[Provided passage]

>>>>

Amazon released its own AutoML tool called AutoML (or maybe it’s called Autopilot…Amazon is not very good at branding). Anyhow, whatever it’s called, it’s very easy to use. It runs in Amazon’s SageMaker product and its companion UI, SageMaker Studio. SageMaker Studio basically puts the whole workflow for building machine learning models in one place. In “serverless” fashion, it automatically creates whatever security and computing infrastructure you need along the way.
A screenshot of the "AutoML" menu in SageMaker Studio, which leads to a page named "Autopilot".
I like SageMaker Studio a lot. But Amazon’s built-in AutoML is overkill for many projects. It doesn’t cost a ton of money to build and run models, but it creates a lot of explanatory notebooks, data files, and other artifacts every time you use it. That means lots of reads and writes to S3 storage. Those costs can add up quickly when you’re repeatedly building models. You don’t really need those extra notebooks and files unless you have a data science or analytics team that needs to review them. And if you’re refreshing your models with data on an automated schedule, you definitely don’t want to waste resources creating those extra artifacts every time.

Most importantly, though, Amazon’s AutoML creates SageMaker models. To use them to run predictions, you’ll need to use SageMaker. So, that locks you in to using SageMaker and its APIs. Again, I think the SageMaker platform is great. But I like having some flexibility in case something changes in the future. I wanted an alternative to SageMaker AutoML that worked in SageMaker but would also run in other environments, if needed.

An Alternative AutoML

Scikit-learn is a widely-used open-source machine learning library for the Python programming language. In fact, if you select the “Machine Learning 3.0” image for your SageMaker Notebook in SageMaker Studio, scikit-learn is there, out of the box. You have many options available to deploy scikit-learn models to run predictions, including on SageMaker.

It turns out there’s an AutoML library called auto-sklearn that’s built on top of Scikit-learn. It’s been in development for several years and has produced some impressive published results. However, auto-sklearn is not available in any of Amazon’s SageMaker images. You’ll have to jump through some hoops to get it running in SageMaker studio.

Setting up the SageMaker Notebook Environment

Amazon’s SageMaker Notebooks (which are Jupyter notebooks under the hood) create virtual machines to run Python code. There are a few components that make up a notebook environment, including an “image” and a “kernel”. Generally, you first select the “image” that contains the tools and programming languages you want to use, and then select a “kernel” that contains the libraries and versions that you want to use.
A screenshot of the kernel configuration popup in SageMaker Studio showing the Data Science 3.0 image selected along with the Python 3 kernel.
At the time of writing this, the “Data Science 3.0” image was the most recent Python image, and the one I chose to use. There’s one kernel named “Python 3” available in that image. A screenshot of attempting to import sklearn.datasets from a SageMaker notebook successfully. You can use Scikit-learn without any extra steps because it’s included in Amazon’s Data Science image. However, if you try to import auto-sklearn, you’ll get an error because it’s not included in the image. So you’ll need to install it.

<<<<

[Dataset content]

>>>>

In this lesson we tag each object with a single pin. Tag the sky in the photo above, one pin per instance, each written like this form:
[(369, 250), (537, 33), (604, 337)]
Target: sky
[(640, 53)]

<<<<

[Required tasks]
**a)** In the AutoML passage, which image was the most recent Python image at the time of writing?
**b)** Reproduce the part of the AutoML passage that opens with the words containing "Scikit-learn is a" and closes with "including on SageMaker.".

[Task-by-task results]
**a)** The "Data Science 3.0" image.

**b)**
Scikit-learn is a widely-used open-source machine learning library for the Python programming language. In fact, if you select the “Machine Learning 3.0” image for your SageMaker Notebook in SageMaker Studio, scikit-learn is there, out of the box. You have many options available to deploy scikit-learn models to run predictions, including on SageMaker.